*** Begin section ***
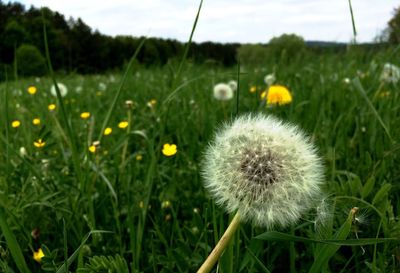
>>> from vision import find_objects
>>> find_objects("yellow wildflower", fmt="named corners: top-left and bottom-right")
top-left (118, 121), bottom-right (129, 129)
top-left (162, 143), bottom-right (177, 157)
top-left (136, 154), bottom-right (143, 161)
top-left (250, 86), bottom-right (257, 93)
top-left (266, 85), bottom-right (292, 106)
top-left (260, 90), bottom-right (267, 99)
top-left (48, 104), bottom-right (56, 111)
top-left (33, 248), bottom-right (45, 263)
top-left (11, 120), bottom-right (21, 128)
top-left (34, 139), bottom-right (46, 148)
top-left (27, 86), bottom-right (37, 95)
top-left (33, 118), bottom-right (41, 125)
top-left (147, 99), bottom-right (157, 108)
top-left (88, 145), bottom-right (96, 153)
top-left (104, 127), bottom-right (112, 135)
top-left (161, 200), bottom-right (171, 209)
top-left (80, 112), bottom-right (90, 119)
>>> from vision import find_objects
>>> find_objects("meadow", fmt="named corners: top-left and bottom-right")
top-left (0, 44), bottom-right (400, 273)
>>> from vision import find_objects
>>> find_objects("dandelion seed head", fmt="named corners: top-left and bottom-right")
top-left (50, 83), bottom-right (68, 97)
top-left (202, 114), bottom-right (324, 229)
top-left (213, 83), bottom-right (234, 101)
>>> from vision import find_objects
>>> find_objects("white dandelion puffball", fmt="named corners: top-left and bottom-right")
top-left (227, 80), bottom-right (238, 92)
top-left (213, 83), bottom-right (234, 101)
top-left (264, 73), bottom-right (276, 86)
top-left (202, 114), bottom-right (324, 229)
top-left (380, 63), bottom-right (400, 84)
top-left (50, 83), bottom-right (68, 97)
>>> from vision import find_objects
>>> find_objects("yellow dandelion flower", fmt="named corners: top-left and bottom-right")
top-left (33, 248), bottom-right (45, 263)
top-left (80, 112), bottom-right (90, 119)
top-left (118, 121), bottom-right (129, 129)
top-left (250, 86), bottom-right (257, 93)
top-left (104, 127), bottom-right (112, 136)
top-left (28, 86), bottom-right (37, 95)
top-left (266, 85), bottom-right (292, 106)
top-left (147, 99), bottom-right (157, 108)
top-left (88, 145), bottom-right (96, 153)
top-left (136, 154), bottom-right (143, 161)
top-left (48, 104), bottom-right (56, 111)
top-left (162, 143), bottom-right (177, 157)
top-left (161, 200), bottom-right (171, 209)
top-left (33, 118), bottom-right (41, 125)
top-left (11, 120), bottom-right (21, 128)
top-left (33, 139), bottom-right (46, 148)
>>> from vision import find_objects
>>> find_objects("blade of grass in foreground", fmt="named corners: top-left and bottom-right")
top-left (98, 38), bottom-right (146, 143)
top-left (0, 207), bottom-right (30, 273)
top-left (42, 14), bottom-right (83, 185)
top-left (352, 77), bottom-right (393, 142)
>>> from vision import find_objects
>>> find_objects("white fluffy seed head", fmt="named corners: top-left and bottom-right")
top-left (202, 114), bottom-right (325, 229)
top-left (50, 83), bottom-right (68, 97)
top-left (213, 83), bottom-right (234, 101)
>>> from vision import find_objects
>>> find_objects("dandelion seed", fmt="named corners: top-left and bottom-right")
top-left (98, 82), bottom-right (107, 91)
top-left (380, 63), bottom-right (400, 83)
top-left (118, 121), bottom-right (129, 129)
top-left (48, 104), bottom-right (56, 111)
top-left (27, 86), bottom-right (37, 95)
top-left (343, 78), bottom-right (351, 84)
top-left (50, 82), bottom-right (68, 97)
top-left (32, 118), bottom-right (41, 125)
top-left (34, 139), bottom-right (46, 148)
top-left (264, 73), bottom-right (276, 86)
top-left (11, 120), bottom-right (21, 128)
top-left (162, 143), bottom-right (177, 157)
top-left (19, 147), bottom-right (27, 157)
top-left (266, 85), bottom-right (292, 106)
top-left (80, 112), bottom-right (90, 119)
top-left (75, 86), bottom-right (83, 93)
top-left (202, 113), bottom-right (324, 229)
top-left (104, 127), bottom-right (112, 136)
top-left (213, 83), bottom-right (234, 101)
top-left (33, 248), bottom-right (45, 263)
top-left (228, 80), bottom-right (238, 92)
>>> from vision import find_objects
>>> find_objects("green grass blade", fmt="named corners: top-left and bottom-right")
top-left (98, 38), bottom-right (146, 143)
top-left (347, 0), bottom-right (357, 39)
top-left (352, 77), bottom-right (393, 142)
top-left (56, 230), bottom-right (111, 273)
top-left (0, 207), bottom-right (31, 273)
top-left (255, 231), bottom-right (396, 246)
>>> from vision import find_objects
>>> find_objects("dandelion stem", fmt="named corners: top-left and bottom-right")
top-left (197, 212), bottom-right (241, 273)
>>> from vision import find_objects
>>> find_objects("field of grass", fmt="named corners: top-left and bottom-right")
top-left (0, 45), bottom-right (400, 273)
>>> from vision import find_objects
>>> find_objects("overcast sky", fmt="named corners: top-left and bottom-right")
top-left (12, 0), bottom-right (399, 43)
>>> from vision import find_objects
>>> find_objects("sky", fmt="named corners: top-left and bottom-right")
top-left (11, 0), bottom-right (400, 43)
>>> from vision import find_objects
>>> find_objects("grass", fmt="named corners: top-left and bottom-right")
top-left (0, 45), bottom-right (399, 273)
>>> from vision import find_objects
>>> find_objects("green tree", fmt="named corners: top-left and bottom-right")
top-left (387, 7), bottom-right (400, 44)
top-left (267, 33), bottom-right (306, 63)
top-left (16, 44), bottom-right (46, 76)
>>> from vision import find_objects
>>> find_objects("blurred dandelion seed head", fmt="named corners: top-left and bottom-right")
top-left (202, 114), bottom-right (324, 229)
top-left (213, 83), bottom-right (234, 101)
top-left (50, 82), bottom-right (68, 97)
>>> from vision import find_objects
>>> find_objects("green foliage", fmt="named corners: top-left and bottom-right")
top-left (236, 44), bottom-right (269, 66)
top-left (386, 7), bottom-right (400, 44)
top-left (15, 44), bottom-right (46, 77)
top-left (77, 255), bottom-right (130, 273)
top-left (267, 33), bottom-right (306, 63)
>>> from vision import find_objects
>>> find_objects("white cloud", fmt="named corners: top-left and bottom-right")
top-left (14, 0), bottom-right (399, 43)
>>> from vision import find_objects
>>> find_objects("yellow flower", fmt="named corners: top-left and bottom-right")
top-left (250, 86), bottom-right (257, 93)
top-left (266, 85), bottom-right (292, 106)
top-left (33, 118), bottom-right (41, 125)
top-left (118, 121), bottom-right (129, 129)
top-left (161, 200), bottom-right (171, 209)
top-left (33, 248), bottom-right (45, 263)
top-left (48, 104), bottom-right (56, 111)
top-left (80, 112), bottom-right (90, 119)
top-left (162, 143), bottom-right (177, 157)
top-left (11, 120), bottom-right (21, 128)
top-left (147, 99), bottom-right (157, 108)
top-left (88, 145), bottom-right (96, 153)
top-left (27, 86), bottom-right (37, 95)
top-left (136, 154), bottom-right (143, 161)
top-left (104, 127), bottom-right (112, 135)
top-left (34, 139), bottom-right (46, 148)
top-left (260, 90), bottom-right (267, 99)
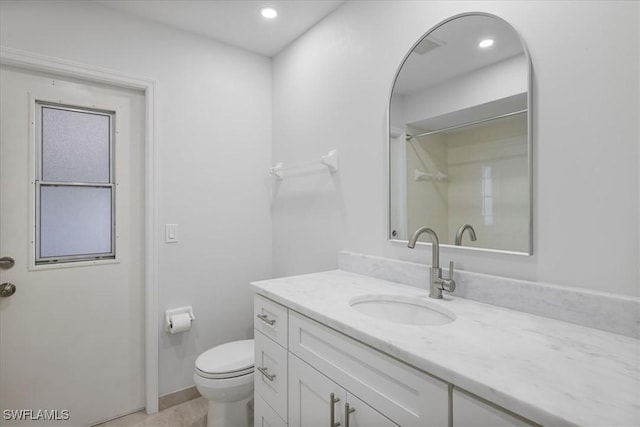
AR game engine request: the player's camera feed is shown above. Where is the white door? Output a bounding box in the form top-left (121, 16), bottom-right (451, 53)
top-left (0, 65), bottom-right (145, 426)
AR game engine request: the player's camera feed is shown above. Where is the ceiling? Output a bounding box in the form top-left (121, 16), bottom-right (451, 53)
top-left (97, 0), bottom-right (346, 57)
top-left (393, 14), bottom-right (525, 95)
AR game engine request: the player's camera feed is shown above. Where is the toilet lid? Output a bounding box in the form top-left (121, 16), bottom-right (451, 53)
top-left (195, 339), bottom-right (254, 379)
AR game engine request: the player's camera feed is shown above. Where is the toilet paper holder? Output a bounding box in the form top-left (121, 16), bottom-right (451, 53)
top-left (165, 306), bottom-right (195, 332)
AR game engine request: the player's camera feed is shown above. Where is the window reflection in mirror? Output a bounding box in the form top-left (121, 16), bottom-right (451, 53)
top-left (389, 13), bottom-right (532, 254)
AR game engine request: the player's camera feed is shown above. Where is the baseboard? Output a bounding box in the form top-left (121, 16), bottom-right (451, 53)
top-left (159, 386), bottom-right (201, 411)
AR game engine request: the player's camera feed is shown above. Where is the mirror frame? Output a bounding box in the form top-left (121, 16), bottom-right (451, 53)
top-left (387, 12), bottom-right (533, 256)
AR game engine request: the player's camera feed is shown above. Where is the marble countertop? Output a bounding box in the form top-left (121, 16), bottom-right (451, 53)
top-left (252, 270), bottom-right (640, 427)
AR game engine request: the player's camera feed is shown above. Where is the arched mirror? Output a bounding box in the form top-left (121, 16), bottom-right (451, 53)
top-left (389, 13), bottom-right (532, 254)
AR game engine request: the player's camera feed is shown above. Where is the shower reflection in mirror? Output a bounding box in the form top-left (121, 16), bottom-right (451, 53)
top-left (389, 13), bottom-right (532, 255)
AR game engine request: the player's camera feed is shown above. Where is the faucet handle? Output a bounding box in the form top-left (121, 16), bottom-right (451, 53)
top-left (440, 261), bottom-right (456, 293)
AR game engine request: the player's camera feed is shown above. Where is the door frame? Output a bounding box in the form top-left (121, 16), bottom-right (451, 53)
top-left (0, 46), bottom-right (160, 414)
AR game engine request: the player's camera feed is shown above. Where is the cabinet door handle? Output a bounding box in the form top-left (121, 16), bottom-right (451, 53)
top-left (257, 366), bottom-right (276, 382)
top-left (330, 393), bottom-right (341, 427)
top-left (257, 313), bottom-right (276, 326)
top-left (345, 402), bottom-right (355, 427)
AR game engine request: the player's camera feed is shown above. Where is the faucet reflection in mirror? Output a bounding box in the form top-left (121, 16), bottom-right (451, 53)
top-left (455, 223), bottom-right (477, 246)
top-left (407, 227), bottom-right (455, 299)
top-left (389, 13), bottom-right (532, 255)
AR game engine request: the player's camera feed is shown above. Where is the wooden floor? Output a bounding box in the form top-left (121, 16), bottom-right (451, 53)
top-left (94, 397), bottom-right (207, 427)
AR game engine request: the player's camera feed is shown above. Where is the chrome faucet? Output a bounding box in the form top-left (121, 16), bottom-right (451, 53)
top-left (407, 227), bottom-right (455, 299)
top-left (455, 223), bottom-right (477, 246)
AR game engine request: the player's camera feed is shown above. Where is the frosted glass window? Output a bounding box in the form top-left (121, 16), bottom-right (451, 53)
top-left (39, 186), bottom-right (112, 258)
top-left (35, 102), bottom-right (115, 264)
top-left (41, 107), bottom-right (111, 183)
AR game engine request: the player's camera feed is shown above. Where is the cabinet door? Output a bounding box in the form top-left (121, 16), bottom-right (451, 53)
top-left (255, 395), bottom-right (287, 427)
top-left (255, 330), bottom-right (288, 421)
top-left (288, 353), bottom-right (346, 427)
top-left (345, 393), bottom-right (398, 427)
top-left (452, 389), bottom-right (538, 427)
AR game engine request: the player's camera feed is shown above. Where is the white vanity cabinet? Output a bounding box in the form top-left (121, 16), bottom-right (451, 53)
top-left (253, 294), bottom-right (449, 427)
top-left (254, 295), bottom-right (541, 427)
top-left (252, 269), bottom-right (640, 426)
top-left (452, 388), bottom-right (538, 427)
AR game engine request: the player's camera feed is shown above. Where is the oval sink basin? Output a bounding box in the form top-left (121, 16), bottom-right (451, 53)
top-left (349, 295), bottom-right (455, 326)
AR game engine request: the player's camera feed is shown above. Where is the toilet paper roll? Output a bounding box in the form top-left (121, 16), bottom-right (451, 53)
top-left (169, 313), bottom-right (192, 334)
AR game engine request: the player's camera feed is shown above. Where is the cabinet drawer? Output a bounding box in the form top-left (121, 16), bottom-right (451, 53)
top-left (255, 394), bottom-right (287, 427)
top-left (254, 295), bottom-right (288, 348)
top-left (289, 310), bottom-right (448, 427)
top-left (255, 330), bottom-right (288, 421)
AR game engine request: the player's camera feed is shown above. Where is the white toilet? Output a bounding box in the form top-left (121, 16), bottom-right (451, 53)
top-left (194, 339), bottom-right (255, 427)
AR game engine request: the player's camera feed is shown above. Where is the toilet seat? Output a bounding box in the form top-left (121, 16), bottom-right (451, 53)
top-left (195, 339), bottom-right (254, 380)
top-left (196, 365), bottom-right (253, 380)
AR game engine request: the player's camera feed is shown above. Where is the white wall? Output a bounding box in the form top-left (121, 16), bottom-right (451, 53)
top-left (272, 1), bottom-right (639, 297)
top-left (0, 0), bottom-right (272, 395)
*** End section ***
YOUR INSTRUCTIONS -> Beginning at the line that holds "the white wall?", write out word for word each line through the end of the records.

RESPONSE AREA ->
AR game engine request: the player's camera feed is shown above. Where is the white wall? Output a bounding box in the form top-left (121, 16), bottom-right (451, 53)
top-left (272, 1), bottom-right (639, 297)
top-left (0, 0), bottom-right (272, 395)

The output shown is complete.